Output every line of the data below as a numbered list, leaving out any blank lines.

┌──

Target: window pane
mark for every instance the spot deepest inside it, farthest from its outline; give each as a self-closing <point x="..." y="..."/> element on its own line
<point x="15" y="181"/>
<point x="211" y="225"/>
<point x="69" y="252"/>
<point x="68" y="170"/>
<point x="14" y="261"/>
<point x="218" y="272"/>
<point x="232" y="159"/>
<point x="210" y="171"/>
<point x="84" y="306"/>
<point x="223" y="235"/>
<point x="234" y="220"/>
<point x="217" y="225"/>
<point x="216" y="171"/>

└──

* The output *
1. Target: window pane
2. mark for every instance the spot deepest inside it, farthest from its outline; give each as a self-closing <point x="..." y="..."/> element on its own line
3. <point x="15" y="181"/>
4. <point x="211" y="225"/>
5. <point x="69" y="252"/>
6. <point x="68" y="170"/>
7. <point x="14" y="261"/>
8. <point x="218" y="272"/>
9. <point x="232" y="159"/>
10. <point x="210" y="171"/>
11. <point x="84" y="306"/>
12. <point x="223" y="235"/>
13. <point x="234" y="220"/>
14. <point x="217" y="225"/>
15. <point x="216" y="171"/>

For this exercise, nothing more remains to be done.